Material to process:
-- Start --
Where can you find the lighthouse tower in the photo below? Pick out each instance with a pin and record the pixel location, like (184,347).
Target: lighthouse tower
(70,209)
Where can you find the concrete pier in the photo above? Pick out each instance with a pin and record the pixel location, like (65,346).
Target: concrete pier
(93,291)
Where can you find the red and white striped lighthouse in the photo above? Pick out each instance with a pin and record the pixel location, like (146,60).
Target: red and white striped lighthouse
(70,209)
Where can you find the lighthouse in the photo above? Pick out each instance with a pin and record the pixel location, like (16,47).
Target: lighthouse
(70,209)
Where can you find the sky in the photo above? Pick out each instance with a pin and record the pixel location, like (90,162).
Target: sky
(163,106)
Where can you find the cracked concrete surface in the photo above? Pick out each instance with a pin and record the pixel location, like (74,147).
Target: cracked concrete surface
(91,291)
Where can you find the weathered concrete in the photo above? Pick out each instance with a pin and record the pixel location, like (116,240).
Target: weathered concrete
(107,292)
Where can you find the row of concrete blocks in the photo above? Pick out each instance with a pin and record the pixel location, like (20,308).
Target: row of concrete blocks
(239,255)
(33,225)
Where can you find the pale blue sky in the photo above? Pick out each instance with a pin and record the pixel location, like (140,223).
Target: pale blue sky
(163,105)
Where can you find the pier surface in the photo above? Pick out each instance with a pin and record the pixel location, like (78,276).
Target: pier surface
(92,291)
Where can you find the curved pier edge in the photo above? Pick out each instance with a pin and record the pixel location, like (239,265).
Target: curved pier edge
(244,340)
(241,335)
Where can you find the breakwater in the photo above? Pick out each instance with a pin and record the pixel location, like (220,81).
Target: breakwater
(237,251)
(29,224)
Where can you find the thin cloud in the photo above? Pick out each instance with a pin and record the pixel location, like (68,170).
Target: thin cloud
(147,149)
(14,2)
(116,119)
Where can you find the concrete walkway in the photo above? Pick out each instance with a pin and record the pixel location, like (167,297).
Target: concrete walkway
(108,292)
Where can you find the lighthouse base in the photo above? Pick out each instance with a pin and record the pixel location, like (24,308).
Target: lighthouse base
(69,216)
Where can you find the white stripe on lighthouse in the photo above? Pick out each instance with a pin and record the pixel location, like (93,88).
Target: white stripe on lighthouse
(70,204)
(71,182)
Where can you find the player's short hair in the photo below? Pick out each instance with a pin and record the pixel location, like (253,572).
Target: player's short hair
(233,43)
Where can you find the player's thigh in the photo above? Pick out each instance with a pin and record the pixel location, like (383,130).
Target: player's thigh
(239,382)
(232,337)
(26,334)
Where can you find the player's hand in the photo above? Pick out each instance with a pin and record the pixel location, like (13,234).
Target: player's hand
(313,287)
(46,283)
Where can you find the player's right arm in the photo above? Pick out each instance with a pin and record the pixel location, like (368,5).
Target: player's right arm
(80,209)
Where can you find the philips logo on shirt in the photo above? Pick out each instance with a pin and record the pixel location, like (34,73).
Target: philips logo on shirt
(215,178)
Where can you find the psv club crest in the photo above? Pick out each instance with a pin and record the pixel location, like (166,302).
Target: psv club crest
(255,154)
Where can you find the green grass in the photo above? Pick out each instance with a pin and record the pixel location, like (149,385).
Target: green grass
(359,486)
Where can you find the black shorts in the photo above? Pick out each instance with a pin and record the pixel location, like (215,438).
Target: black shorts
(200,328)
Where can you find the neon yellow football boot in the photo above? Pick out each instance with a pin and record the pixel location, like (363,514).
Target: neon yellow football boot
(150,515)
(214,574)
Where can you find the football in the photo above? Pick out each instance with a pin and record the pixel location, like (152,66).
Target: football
-- End --
Problem: Begin with the line that contains "Where can you find the player's short" and end with the last line of the records; set down every line in that span exactly, and nothing else.

Answer to this task:
Where can you find the player's short hair in the photo below? Pick out each instance with a pin and record the pixel location, like (253,572).
Target: player's short hair
(233,43)
Where can you find the player's thigh in the photo above? Pick out each instance with a pin and record the pixel location, like (383,130).
Target: player's thigh
(239,382)
(232,337)
(26,334)
Where can you find the player's hand in the photo above? Pick out each instance with a pin and record the pixel location, like (13,234).
Target: player's hand
(313,287)
(46,283)
Where can you find the player's right arm in the photo above? Pick out each instance with a pin and record the pixel location, like (368,5).
Target: player's right arm
(80,209)
Where can you find the philips logo on shirt in the photo above? Pick out each instance with a pin and record the pixel location, like (34,73).
Target: philips logo on shirt
(215,178)
Where can you find the psv club crest in the photo above? Pick out each instance with a pin and record the pixel location, like (166,302).
Target: psv club crest
(255,154)
Where can you find the green grass in the photo above? Pick out each instance with a pin and record the pixel location, like (149,385).
Target: green grass
(359,486)
Where can you find the black shorts in the photo above? Pick out each instance with a pin and record the pixel location, like (215,438).
Target: black shorts
(200,328)
Where can you find the neon yellow football boot in the photo above? Pick out each instance with a pin and record the pixel location, like (363,514).
Target: neon yellow football boot
(150,515)
(214,574)
Where can you find the football in the photo above? Pick out each instance with a pin and record the pixel location, like (152,66).
Target: football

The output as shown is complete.